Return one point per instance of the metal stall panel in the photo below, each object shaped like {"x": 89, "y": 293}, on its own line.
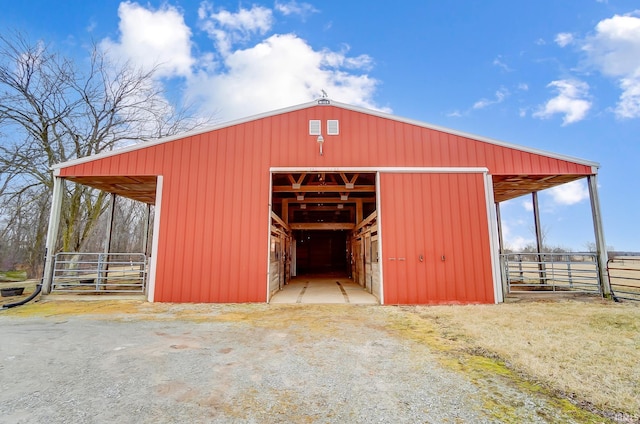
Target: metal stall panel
{"x": 435, "y": 239}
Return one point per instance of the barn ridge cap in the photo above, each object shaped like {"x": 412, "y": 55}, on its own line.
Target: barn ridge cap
{"x": 322, "y": 102}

---+---

Render every row above as a two-column CSV headed instruction and points, one line per row. Put each row's text and its answer each in a single quoted field, replace line breaks with spaces, and leave out the pictures.

- Written answer -
instruction,points
"Return one point per instance of the metal stall panel in the photo below, each object shaped like {""x"": 89, ""y"": 293}, on its own line. Target: metal stall panel","{""x"": 435, ""y"": 239}"
"Return one point per instance of the barn ridge cap in the photo above, each object shaped like {""x"": 412, ""y"": 55}, on its own line. Target: barn ridge cap","{""x"": 322, ""y"": 102}"